[Dataset rows on object locations]
* * * * * * * * *

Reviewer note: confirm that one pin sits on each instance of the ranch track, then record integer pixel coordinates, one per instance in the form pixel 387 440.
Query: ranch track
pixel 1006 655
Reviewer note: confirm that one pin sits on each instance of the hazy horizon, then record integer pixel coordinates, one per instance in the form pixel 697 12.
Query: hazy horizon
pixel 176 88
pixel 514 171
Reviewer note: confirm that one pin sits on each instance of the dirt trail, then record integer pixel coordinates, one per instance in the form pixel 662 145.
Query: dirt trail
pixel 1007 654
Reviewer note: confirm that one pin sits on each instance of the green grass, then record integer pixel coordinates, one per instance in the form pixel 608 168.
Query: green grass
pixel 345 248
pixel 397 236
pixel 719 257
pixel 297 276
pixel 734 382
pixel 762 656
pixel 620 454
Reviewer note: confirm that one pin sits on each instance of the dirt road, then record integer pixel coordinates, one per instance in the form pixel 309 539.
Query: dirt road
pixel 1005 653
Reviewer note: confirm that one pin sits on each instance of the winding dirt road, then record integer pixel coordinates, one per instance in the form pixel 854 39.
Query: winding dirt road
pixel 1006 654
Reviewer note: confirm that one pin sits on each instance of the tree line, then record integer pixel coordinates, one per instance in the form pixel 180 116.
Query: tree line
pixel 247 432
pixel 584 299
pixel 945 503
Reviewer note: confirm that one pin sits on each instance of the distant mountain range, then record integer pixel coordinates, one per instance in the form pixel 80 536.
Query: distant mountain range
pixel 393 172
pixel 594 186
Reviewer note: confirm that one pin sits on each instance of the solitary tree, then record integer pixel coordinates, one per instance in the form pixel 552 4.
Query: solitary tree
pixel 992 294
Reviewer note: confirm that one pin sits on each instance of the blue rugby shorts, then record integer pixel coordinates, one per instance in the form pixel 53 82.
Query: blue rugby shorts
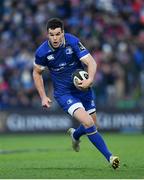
pixel 72 101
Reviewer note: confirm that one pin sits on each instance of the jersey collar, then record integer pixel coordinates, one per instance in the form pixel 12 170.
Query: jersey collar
pixel 62 45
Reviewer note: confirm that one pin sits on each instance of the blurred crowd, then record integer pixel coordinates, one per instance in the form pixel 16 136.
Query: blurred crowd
pixel 112 30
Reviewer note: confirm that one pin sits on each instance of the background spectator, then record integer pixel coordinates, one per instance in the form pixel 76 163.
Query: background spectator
pixel 112 30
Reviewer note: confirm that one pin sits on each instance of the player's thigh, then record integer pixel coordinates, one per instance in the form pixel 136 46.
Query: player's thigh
pixel 69 103
pixel 94 117
pixel 88 102
pixel 83 117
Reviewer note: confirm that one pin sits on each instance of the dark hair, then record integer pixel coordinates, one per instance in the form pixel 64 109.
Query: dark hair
pixel 54 23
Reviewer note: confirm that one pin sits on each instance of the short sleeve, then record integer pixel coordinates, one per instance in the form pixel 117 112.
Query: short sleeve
pixel 79 49
pixel 40 61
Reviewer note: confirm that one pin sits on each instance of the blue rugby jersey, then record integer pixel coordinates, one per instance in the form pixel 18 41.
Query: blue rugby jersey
pixel 62 62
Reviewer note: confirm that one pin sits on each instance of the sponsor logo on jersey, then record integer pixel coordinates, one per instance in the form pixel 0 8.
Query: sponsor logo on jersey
pixel 69 101
pixel 50 57
pixel 69 50
pixel 81 47
pixel 92 103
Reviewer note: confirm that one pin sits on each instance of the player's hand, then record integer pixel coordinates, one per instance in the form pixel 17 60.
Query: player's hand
pixel 46 102
pixel 85 84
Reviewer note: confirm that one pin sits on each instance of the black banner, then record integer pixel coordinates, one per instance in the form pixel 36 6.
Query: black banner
pixel 44 121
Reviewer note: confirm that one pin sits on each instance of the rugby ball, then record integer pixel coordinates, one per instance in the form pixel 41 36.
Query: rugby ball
pixel 79 74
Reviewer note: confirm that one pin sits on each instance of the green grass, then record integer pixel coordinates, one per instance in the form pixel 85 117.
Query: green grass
pixel 51 157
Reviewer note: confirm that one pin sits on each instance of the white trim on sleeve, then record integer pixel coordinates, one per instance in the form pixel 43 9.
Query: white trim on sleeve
pixel 85 56
pixel 90 111
pixel 39 66
pixel 73 107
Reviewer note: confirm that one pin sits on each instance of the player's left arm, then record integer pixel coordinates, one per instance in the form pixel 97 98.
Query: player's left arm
pixel 90 62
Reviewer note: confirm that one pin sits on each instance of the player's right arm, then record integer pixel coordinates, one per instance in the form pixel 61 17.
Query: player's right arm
pixel 38 80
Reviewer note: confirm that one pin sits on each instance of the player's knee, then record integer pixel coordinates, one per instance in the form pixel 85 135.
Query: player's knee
pixel 88 123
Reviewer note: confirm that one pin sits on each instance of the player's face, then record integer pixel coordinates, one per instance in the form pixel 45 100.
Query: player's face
pixel 56 37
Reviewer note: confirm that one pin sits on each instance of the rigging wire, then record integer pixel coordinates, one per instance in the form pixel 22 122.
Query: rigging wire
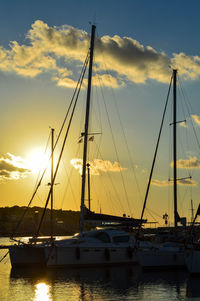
pixel 79 83
pixel 116 152
pixel 61 152
pixel 155 154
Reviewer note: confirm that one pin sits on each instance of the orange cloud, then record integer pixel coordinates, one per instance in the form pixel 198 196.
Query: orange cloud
pixel 12 168
pixel 98 165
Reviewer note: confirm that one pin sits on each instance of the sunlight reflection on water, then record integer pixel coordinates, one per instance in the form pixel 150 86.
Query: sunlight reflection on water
pixel 42 292
pixel 127 283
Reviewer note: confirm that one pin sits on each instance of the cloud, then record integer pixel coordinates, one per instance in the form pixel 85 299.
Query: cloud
pixel 190 163
pixel 160 183
pixel 183 124
pixel 61 50
pixel 196 119
pixel 182 182
pixel 98 165
pixel 11 168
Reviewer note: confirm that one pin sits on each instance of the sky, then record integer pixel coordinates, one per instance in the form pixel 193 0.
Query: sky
pixel 43 45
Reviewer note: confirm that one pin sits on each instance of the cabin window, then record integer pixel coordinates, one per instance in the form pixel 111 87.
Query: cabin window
pixel 124 238
pixel 104 237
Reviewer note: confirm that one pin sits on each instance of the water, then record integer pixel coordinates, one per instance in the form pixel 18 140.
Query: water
pixel 110 284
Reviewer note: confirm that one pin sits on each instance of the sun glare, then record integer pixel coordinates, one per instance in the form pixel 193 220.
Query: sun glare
pixel 37 160
pixel 42 292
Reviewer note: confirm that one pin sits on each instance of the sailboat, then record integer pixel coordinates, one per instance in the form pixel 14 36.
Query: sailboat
pixel 32 253
pixel 102 246
pixel 95 247
pixel 192 249
pixel 169 254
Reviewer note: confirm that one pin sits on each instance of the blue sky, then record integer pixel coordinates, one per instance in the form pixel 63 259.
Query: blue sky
pixel 36 85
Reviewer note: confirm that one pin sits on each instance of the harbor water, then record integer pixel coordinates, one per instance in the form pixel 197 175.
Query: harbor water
pixel 87 284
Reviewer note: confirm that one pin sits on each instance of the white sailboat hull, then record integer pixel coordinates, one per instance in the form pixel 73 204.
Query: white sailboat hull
pixel 88 256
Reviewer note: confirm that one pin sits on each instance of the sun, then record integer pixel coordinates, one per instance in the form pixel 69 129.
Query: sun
pixel 37 160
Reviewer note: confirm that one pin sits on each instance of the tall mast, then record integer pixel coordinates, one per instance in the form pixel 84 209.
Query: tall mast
pixel 52 148
pixel 174 148
pixel 87 113
pixel 88 170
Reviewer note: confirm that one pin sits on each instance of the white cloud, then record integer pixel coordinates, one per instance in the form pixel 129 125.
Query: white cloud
pixel 12 167
pixel 196 119
pixel 182 182
pixel 98 165
pixel 190 163
pixel 126 58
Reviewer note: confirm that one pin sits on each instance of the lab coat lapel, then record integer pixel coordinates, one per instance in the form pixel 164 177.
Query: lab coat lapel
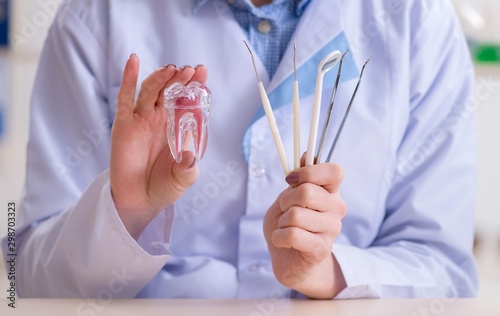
pixel 320 23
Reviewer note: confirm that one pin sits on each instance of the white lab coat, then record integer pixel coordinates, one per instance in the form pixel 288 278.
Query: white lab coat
pixel 407 151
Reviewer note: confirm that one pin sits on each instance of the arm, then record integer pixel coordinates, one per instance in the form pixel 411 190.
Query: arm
pixel 79 238
pixel 424 245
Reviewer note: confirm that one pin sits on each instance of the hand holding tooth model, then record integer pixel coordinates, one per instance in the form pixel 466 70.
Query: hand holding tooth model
pixel 144 175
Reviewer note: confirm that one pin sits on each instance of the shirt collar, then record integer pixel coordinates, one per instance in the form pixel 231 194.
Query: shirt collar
pixel 197 4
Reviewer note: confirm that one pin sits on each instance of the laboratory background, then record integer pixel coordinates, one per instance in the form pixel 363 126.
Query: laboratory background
pixel 23 28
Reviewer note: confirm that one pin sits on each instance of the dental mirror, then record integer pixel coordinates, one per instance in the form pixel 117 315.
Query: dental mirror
pixel 324 66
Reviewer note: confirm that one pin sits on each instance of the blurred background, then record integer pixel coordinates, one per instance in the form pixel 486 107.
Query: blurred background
pixel 23 28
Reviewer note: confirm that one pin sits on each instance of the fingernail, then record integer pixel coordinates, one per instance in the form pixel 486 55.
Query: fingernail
pixel 292 178
pixel 193 164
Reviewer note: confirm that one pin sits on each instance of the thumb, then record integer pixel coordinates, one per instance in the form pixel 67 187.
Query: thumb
pixel 186 172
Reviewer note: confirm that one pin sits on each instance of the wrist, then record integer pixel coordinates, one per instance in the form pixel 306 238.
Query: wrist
pixel 326 282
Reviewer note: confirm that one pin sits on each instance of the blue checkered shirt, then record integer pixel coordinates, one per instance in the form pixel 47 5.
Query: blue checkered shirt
pixel 269 28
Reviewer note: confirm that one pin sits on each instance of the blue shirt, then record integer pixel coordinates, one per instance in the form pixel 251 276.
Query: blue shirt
pixel 408 151
pixel 269 28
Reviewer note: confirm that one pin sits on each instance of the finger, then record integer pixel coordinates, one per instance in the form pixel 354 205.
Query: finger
pixel 312 245
pixel 308 195
pixel 152 86
pixel 329 224
pixel 327 175
pixel 200 74
pixel 126 94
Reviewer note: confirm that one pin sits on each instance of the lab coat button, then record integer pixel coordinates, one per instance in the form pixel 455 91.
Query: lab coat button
pixel 264 26
pixel 254 267
pixel 258 172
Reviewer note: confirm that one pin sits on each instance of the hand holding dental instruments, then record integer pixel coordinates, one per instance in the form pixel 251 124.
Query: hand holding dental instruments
pixel 312 156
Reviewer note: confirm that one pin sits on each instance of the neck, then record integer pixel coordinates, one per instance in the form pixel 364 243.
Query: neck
pixel 259 3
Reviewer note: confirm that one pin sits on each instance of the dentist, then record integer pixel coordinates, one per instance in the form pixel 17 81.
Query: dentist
pixel 103 198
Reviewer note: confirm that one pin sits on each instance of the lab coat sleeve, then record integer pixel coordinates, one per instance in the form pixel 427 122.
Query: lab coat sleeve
pixel 424 245
pixel 72 242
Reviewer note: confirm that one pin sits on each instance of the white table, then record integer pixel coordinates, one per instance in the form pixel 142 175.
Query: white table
pixel 407 307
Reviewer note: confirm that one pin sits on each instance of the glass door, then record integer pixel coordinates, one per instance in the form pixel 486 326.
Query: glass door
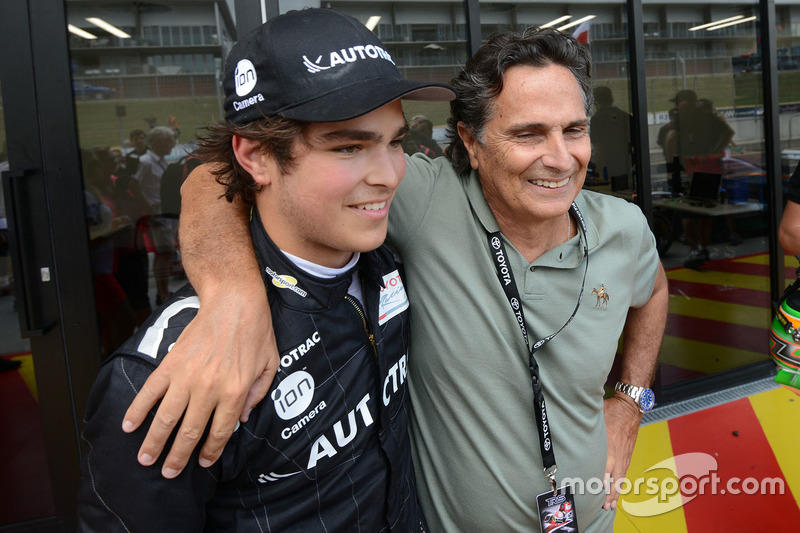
pixel 49 347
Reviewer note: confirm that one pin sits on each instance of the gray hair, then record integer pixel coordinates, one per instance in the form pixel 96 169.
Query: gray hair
pixel 481 81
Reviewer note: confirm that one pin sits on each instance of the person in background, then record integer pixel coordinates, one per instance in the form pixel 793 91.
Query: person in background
pixel 789 230
pixel 162 230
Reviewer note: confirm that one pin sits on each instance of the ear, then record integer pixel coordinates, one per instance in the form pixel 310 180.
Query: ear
pixel 470 143
pixel 250 156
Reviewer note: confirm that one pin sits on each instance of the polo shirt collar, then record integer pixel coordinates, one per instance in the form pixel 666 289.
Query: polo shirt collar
pixel 480 207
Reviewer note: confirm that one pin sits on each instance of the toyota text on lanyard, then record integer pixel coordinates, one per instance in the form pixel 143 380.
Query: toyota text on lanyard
pixel 506 278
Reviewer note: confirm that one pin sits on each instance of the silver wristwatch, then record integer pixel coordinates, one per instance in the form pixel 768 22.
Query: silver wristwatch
pixel 644 397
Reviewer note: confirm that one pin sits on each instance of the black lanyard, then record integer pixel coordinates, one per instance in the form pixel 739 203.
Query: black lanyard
pixel 506 278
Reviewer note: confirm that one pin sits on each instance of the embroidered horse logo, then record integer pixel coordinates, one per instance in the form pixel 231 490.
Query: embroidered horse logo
pixel 602 295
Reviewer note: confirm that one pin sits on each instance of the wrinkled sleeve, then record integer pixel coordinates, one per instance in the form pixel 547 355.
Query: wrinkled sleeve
pixel 413 199
pixel 117 493
pixel 647 261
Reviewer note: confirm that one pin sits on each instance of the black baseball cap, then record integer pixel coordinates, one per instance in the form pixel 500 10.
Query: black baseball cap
pixel 315 65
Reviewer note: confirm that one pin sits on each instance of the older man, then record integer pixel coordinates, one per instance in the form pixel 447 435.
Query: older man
pixel 500 245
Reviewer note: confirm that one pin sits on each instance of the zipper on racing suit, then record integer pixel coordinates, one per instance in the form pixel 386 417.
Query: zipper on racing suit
pixel 357 305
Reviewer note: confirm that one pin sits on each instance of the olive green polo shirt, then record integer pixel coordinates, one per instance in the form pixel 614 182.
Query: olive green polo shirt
pixel 474 436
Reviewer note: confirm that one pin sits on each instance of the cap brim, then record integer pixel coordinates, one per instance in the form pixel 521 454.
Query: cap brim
pixel 356 100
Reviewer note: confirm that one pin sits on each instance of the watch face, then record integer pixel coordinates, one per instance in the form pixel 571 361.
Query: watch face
pixel 648 400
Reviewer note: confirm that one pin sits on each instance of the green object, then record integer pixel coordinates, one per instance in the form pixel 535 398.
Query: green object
pixel 787 378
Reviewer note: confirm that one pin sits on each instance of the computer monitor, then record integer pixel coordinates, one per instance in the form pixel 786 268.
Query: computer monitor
pixel 704 187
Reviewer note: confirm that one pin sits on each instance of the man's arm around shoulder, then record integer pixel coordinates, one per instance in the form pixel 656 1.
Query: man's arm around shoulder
pixel 225 360
pixel 642 335
pixel 117 493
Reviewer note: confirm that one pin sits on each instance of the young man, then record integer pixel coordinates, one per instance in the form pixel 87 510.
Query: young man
pixel 504 209
pixel 315 147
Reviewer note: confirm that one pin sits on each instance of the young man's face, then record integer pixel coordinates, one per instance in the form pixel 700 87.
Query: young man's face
pixel 335 198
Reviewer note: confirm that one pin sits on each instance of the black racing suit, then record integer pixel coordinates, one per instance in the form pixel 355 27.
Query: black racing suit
pixel 326 450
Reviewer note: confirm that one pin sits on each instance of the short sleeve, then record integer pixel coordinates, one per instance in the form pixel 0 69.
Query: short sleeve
pixel 647 263
pixel 413 199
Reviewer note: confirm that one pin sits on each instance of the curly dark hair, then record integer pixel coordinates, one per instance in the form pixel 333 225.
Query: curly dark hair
pixel 482 79
pixel 276 135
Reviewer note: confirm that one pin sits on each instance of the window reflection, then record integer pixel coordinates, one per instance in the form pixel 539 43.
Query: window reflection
pixel 707 169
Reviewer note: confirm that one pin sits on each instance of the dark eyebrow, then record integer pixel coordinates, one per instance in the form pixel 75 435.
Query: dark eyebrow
pixel 359 135
pixel 538 126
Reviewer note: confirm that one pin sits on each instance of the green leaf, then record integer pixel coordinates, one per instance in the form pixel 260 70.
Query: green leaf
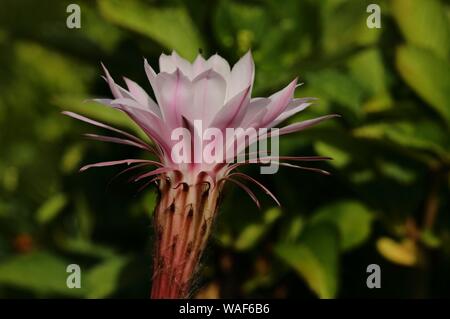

* * * * * * * * *

> [WHAT YOU ARE ASKED TO DO] Copy the rows verbatim, from the line containing "pixel 129 125." through the line containing "pixel 407 151", and omit the pictures.

> [THE ANSWER]
Reviewer note: confirm that one pin sits on each instance of the white cloud, then record integer pixel coordinates, one per instance in the form pixel 129 125.
Query: white cloud
pixel 12 167
pixel 196 119
pixel 182 182
pixel 98 165
pixel 190 163
pixel 126 58
Reviewer note: confirm that one pin sits on each instance of the lab coat lapel, then record integer pixel coordinates, one per instance in the form pixel 164 177.
Query: lab coat lapel
pixel 320 23
Reviewer note: confirm that one pin sits on each instance of the white lab coat, then record integer pixel coordinates, one per instance in the form pixel 288 278.
Query: white lab coat
pixel 407 151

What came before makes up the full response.